Start of Material supplied
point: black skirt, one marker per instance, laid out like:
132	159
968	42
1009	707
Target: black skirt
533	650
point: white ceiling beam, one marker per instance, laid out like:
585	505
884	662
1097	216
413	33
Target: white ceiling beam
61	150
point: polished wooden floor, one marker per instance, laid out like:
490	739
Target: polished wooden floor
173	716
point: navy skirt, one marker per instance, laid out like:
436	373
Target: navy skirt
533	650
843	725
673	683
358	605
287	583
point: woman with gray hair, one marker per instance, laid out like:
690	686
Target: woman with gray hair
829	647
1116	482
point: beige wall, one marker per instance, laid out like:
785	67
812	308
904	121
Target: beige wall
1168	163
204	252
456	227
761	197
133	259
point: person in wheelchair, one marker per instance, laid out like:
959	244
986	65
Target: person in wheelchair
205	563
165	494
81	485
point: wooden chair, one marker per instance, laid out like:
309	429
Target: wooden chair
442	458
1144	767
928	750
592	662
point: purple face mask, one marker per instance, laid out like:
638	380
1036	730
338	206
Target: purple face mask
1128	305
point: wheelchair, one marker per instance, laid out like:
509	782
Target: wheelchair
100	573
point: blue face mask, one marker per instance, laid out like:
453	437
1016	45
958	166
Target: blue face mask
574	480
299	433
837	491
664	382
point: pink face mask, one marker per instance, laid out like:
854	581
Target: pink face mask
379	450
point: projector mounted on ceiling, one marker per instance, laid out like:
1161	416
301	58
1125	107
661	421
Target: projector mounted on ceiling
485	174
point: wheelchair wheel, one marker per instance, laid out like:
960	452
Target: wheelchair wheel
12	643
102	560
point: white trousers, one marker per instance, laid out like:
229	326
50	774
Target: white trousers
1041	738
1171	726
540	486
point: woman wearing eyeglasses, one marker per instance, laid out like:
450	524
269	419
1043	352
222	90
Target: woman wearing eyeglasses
End of Material supplied
Start of Material supplied
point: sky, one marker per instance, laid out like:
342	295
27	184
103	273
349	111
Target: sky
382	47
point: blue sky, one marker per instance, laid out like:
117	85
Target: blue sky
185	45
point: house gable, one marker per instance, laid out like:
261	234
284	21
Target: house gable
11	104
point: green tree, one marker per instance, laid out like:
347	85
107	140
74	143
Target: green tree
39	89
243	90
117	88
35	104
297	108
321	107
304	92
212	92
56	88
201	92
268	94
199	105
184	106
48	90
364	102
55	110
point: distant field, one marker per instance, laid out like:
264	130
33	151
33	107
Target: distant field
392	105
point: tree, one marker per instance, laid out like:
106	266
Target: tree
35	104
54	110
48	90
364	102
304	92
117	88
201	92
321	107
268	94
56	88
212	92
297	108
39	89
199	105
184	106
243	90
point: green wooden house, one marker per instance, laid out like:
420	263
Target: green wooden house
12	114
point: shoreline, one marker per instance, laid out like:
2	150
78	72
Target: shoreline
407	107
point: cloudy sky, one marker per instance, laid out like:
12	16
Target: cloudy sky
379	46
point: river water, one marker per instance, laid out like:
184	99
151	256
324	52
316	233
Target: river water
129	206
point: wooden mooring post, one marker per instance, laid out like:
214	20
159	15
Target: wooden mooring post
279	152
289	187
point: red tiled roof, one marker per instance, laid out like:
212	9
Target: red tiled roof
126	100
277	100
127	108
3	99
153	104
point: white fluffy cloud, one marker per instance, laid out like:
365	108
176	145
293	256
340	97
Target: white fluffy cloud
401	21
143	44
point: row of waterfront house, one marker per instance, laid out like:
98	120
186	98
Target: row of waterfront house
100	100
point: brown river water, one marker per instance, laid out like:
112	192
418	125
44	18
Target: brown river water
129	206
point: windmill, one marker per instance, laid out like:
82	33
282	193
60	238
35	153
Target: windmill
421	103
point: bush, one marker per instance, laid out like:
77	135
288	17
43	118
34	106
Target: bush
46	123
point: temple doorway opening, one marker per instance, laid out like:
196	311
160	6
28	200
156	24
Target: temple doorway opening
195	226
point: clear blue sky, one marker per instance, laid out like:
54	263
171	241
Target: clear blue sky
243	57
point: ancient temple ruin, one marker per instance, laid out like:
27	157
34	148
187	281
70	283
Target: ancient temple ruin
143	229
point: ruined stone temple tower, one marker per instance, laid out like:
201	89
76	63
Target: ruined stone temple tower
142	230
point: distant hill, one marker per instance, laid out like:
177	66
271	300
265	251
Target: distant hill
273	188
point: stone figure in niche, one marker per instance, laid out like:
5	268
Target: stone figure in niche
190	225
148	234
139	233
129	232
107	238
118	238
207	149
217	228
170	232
End of Material supplied
● What you are asked to do: Return each line of the data that contains the word "shoreline".

● Solution to this task:
point: shoreline, one marker per instance, laid out like:
Target: shoreline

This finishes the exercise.